▶ **TASK PROMPT**:
Copy each line of the entries beneath that contains the word "concrete".

▶ **DATA SUPPLIED**:
----

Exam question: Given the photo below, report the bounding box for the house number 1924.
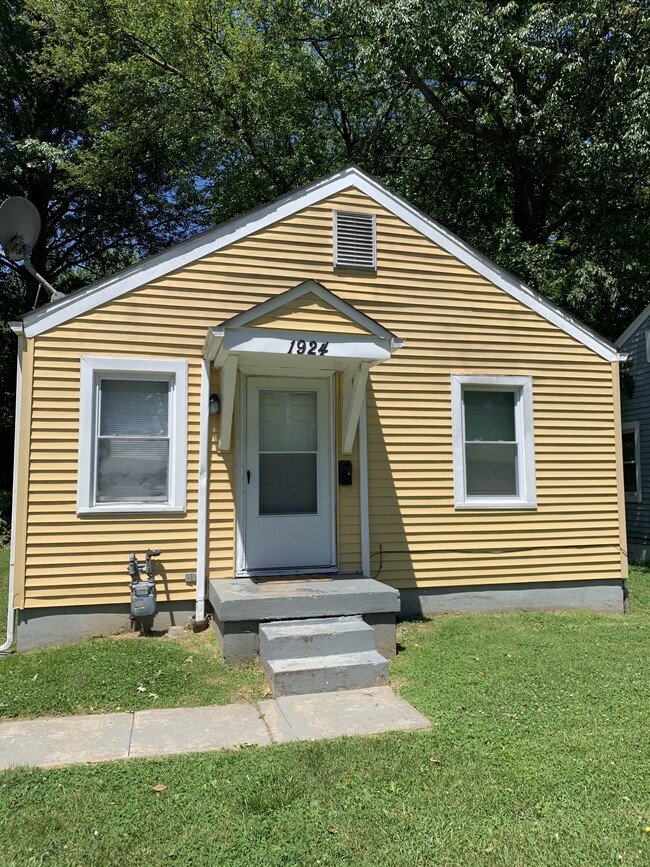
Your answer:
[287,339,330,356]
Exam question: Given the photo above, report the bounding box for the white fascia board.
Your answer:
[21,164,619,361]
[8,321,24,335]
[616,303,650,348]
[21,168,366,338]
[348,174,620,363]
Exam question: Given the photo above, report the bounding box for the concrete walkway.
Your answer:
[0,687,431,770]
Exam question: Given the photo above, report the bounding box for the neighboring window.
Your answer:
[333,210,376,269]
[645,330,650,362]
[78,357,188,514]
[622,421,642,503]
[451,375,536,509]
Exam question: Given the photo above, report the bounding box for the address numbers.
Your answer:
[287,339,330,356]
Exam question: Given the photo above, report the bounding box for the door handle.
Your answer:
[247,470,251,484]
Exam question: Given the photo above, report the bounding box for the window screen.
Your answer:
[96,378,170,503]
[463,390,518,497]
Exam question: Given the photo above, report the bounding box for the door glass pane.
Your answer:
[464,390,515,441]
[259,389,318,515]
[259,453,317,514]
[466,442,518,496]
[259,391,317,452]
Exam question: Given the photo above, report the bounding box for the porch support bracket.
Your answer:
[342,362,370,455]
[219,355,238,452]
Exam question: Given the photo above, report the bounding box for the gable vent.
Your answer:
[333,210,376,270]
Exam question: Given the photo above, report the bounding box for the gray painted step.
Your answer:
[260,616,375,661]
[265,650,389,697]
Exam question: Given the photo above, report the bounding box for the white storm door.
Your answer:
[243,376,334,573]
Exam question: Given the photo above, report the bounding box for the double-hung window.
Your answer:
[78,357,188,514]
[622,421,642,503]
[451,374,536,509]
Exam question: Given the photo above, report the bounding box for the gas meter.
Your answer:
[128,549,160,623]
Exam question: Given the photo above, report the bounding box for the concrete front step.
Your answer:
[259,616,375,661]
[265,650,389,697]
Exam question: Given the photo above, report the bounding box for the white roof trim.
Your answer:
[20,165,620,361]
[616,304,650,348]
[223,278,397,341]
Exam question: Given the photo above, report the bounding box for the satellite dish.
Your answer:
[0,197,41,259]
[0,196,65,303]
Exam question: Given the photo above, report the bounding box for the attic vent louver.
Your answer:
[333,210,376,270]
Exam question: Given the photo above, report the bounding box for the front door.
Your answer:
[241,376,334,574]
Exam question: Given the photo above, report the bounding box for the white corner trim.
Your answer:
[77,356,188,515]
[1,336,24,653]
[622,420,642,503]
[21,165,618,361]
[451,374,537,510]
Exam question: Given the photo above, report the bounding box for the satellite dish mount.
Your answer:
[0,197,65,304]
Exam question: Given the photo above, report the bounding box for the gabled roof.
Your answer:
[220,279,400,343]
[616,304,650,348]
[20,166,621,361]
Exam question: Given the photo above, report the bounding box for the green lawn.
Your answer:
[1,566,649,865]
[0,548,265,718]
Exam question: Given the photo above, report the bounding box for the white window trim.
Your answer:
[78,357,188,515]
[622,420,642,503]
[645,330,650,362]
[451,374,537,510]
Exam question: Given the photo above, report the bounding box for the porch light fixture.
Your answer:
[209,394,220,415]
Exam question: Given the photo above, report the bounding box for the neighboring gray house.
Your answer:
[617,310,650,560]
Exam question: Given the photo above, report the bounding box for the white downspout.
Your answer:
[1,328,24,653]
[193,357,210,626]
[359,390,371,578]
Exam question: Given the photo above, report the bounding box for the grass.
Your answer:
[0,566,649,865]
[0,543,264,718]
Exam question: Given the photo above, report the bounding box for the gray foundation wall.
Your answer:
[399,579,626,617]
[17,601,195,652]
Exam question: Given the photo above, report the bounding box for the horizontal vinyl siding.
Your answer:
[20,187,622,608]
[620,328,650,552]
[249,292,372,335]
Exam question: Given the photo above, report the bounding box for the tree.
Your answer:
[336,0,650,336]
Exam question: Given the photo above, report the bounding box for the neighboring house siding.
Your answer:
[619,327,650,556]
[17,188,623,610]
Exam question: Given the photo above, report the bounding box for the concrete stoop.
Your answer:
[260,616,390,697]
[209,575,401,666]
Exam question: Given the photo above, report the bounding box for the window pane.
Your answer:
[259,453,317,515]
[259,391,317,452]
[464,390,515,441]
[100,379,169,437]
[622,431,637,463]
[97,438,169,502]
[624,463,637,494]
[466,443,518,496]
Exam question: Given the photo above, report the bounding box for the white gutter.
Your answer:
[359,393,371,578]
[193,357,210,626]
[1,325,24,653]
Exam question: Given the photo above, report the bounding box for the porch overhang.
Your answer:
[202,281,404,453]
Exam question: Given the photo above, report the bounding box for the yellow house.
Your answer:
[4,167,628,655]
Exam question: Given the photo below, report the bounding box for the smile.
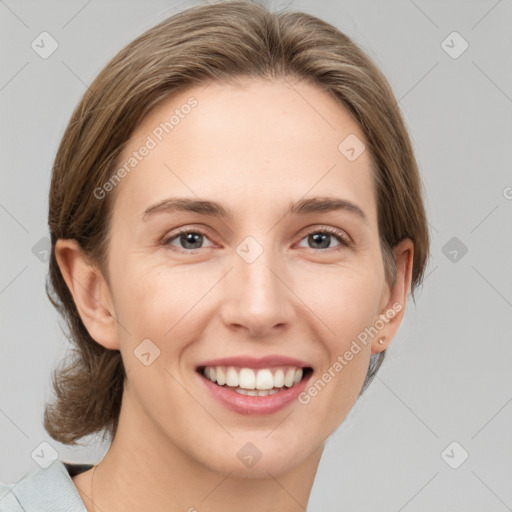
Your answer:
[195,355,314,414]
[200,366,312,396]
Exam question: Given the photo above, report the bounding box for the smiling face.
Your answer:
[59,77,412,479]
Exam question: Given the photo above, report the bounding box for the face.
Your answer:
[75,78,407,477]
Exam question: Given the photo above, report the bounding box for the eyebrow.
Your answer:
[142,196,368,223]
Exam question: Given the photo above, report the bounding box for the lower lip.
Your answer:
[199,371,312,415]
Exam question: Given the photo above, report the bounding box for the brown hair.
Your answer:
[44,0,429,445]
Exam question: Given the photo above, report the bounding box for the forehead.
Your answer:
[111,78,377,224]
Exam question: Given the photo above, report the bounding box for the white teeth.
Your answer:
[273,369,285,387]
[207,367,216,382]
[238,368,256,389]
[233,388,281,396]
[202,365,307,392]
[255,369,274,390]
[216,367,226,386]
[284,368,295,387]
[226,367,238,387]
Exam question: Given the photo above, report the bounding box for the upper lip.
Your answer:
[197,355,312,370]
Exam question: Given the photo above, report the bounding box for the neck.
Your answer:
[91,390,323,512]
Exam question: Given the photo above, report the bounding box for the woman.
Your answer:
[0,0,428,510]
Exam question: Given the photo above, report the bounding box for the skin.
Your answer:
[56,77,413,512]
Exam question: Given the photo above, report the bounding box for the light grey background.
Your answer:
[1,0,511,510]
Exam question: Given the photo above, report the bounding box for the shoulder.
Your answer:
[0,481,22,512]
[0,460,93,511]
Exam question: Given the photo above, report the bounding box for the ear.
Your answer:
[371,238,414,354]
[55,239,120,350]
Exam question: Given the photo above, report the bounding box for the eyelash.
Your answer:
[161,226,352,253]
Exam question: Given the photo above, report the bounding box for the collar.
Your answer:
[9,459,92,512]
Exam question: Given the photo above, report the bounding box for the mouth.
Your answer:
[197,365,314,397]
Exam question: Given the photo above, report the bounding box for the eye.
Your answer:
[162,225,351,253]
[162,228,215,252]
[296,226,351,250]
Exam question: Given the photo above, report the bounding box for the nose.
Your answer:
[219,246,295,338]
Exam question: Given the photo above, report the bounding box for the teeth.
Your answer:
[239,368,256,389]
[273,369,284,387]
[226,367,238,387]
[256,369,274,390]
[233,388,280,396]
[284,368,295,387]
[206,367,216,382]
[216,367,226,386]
[202,365,306,392]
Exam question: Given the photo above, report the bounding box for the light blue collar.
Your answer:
[8,460,91,512]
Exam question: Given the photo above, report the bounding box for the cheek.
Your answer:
[298,308,376,441]
[298,264,383,422]
[310,262,384,338]
[110,256,217,353]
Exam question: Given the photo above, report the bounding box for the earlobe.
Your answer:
[55,239,120,350]
[371,238,414,354]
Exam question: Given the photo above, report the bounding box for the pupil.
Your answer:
[310,233,329,249]
[182,232,202,249]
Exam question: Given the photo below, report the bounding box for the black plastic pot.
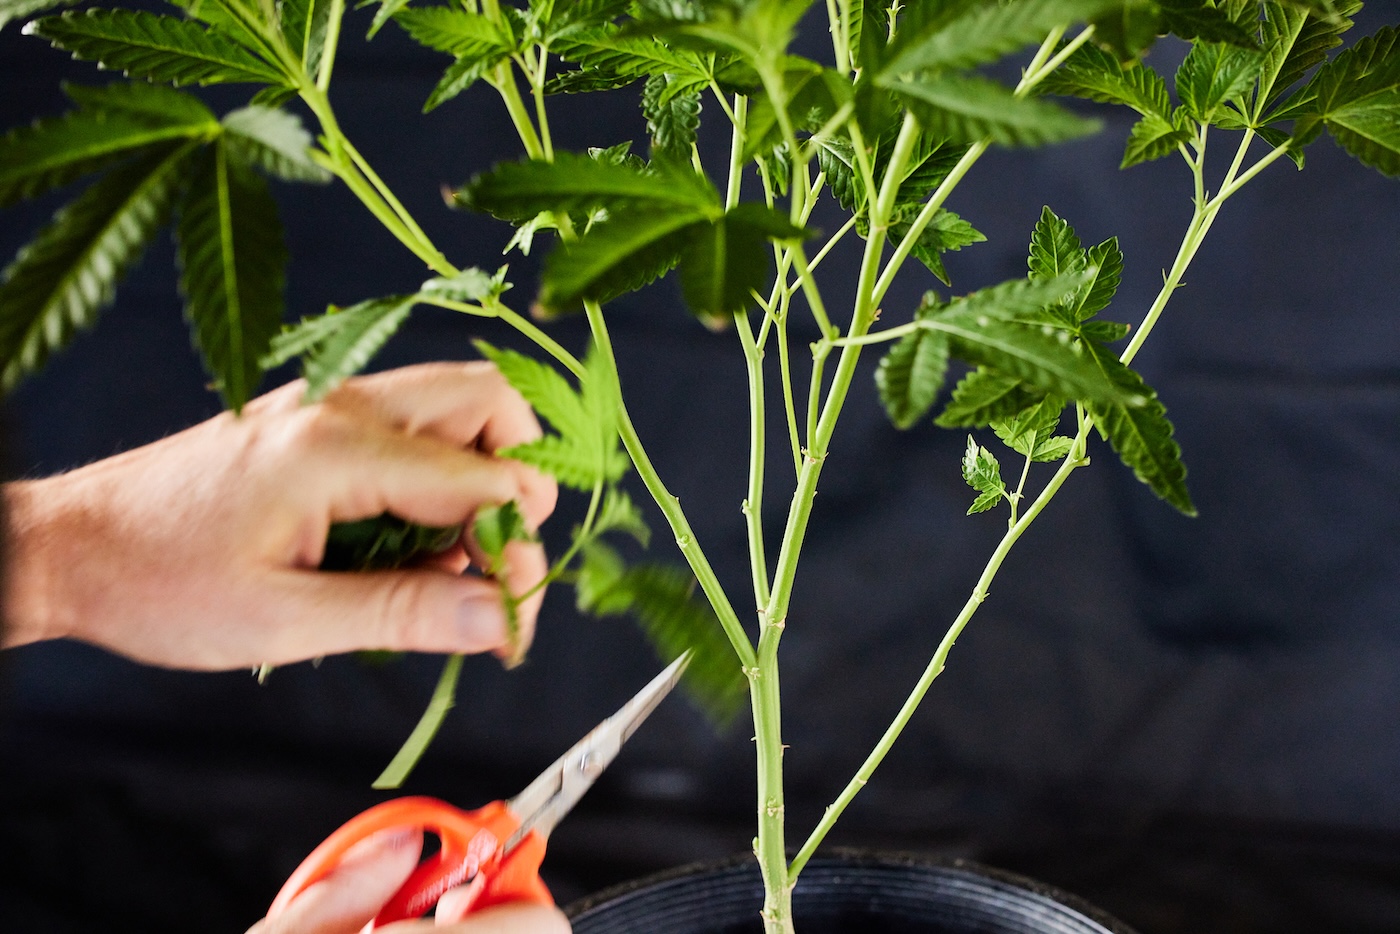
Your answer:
[567,851,1138,934]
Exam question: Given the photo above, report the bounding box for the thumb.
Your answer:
[257,568,514,665]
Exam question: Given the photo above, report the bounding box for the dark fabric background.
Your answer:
[4,5,1400,932]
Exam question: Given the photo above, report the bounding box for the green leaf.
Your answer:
[929,314,1121,406]
[678,203,804,317]
[643,74,703,159]
[457,151,720,222]
[28,10,288,86]
[419,266,503,303]
[279,0,332,74]
[288,296,417,400]
[889,73,1102,147]
[221,106,331,182]
[0,96,217,208]
[476,341,629,490]
[0,143,192,390]
[176,141,287,411]
[321,514,460,571]
[943,270,1097,324]
[540,207,704,311]
[1076,236,1123,319]
[1257,0,1358,110]
[576,541,745,723]
[1290,26,1400,172]
[1081,339,1195,514]
[882,0,1117,76]
[365,0,415,39]
[1080,318,1131,342]
[876,324,951,429]
[393,6,507,53]
[473,339,590,440]
[552,25,711,84]
[991,393,1069,461]
[1158,0,1261,48]
[63,80,218,124]
[424,50,511,111]
[472,500,534,576]
[1175,40,1265,122]
[1027,204,1084,280]
[936,366,1047,427]
[895,209,986,286]
[546,0,631,40]
[1323,89,1400,176]
[591,487,651,546]
[1122,111,1194,167]
[1037,43,1174,117]
[0,0,75,31]
[961,435,1007,514]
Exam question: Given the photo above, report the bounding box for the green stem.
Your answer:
[493,64,545,160]
[373,653,464,789]
[736,311,773,609]
[790,445,1090,872]
[316,0,345,90]
[582,300,757,670]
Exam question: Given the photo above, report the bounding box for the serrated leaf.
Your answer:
[643,73,702,159]
[552,25,711,83]
[895,209,986,286]
[176,141,286,411]
[961,435,1006,514]
[1176,40,1265,122]
[28,10,288,86]
[540,207,704,310]
[63,80,218,124]
[1159,0,1261,47]
[473,339,590,440]
[1037,43,1174,117]
[1028,204,1084,280]
[943,270,1097,323]
[393,6,506,53]
[1292,25,1400,159]
[279,0,332,73]
[457,151,720,223]
[424,50,511,111]
[365,0,414,39]
[0,100,217,208]
[0,0,75,31]
[936,366,1047,427]
[929,314,1121,406]
[221,106,331,182]
[991,393,1068,460]
[472,500,534,576]
[0,143,192,390]
[889,73,1102,147]
[576,541,745,723]
[1255,0,1349,111]
[420,266,501,302]
[1076,237,1123,319]
[1122,111,1193,167]
[592,487,651,545]
[882,0,1117,76]
[275,296,416,400]
[1080,319,1131,341]
[876,326,950,429]
[1324,89,1400,175]
[1081,339,1195,514]
[678,203,804,317]
[546,0,631,40]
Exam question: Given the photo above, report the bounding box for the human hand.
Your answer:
[246,829,571,934]
[2,362,558,669]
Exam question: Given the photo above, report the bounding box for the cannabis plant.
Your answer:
[3,0,1399,929]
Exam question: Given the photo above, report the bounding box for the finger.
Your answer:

----

▶ **ANSWER SPACE**:
Exam question: Given the photo above, report the bounding box for the concrete walkway.
Exam question: Given the photo above, report the bounding box for the concrete front step.
Exam question: Given the photo above, report the bounding box for the concrete stoop.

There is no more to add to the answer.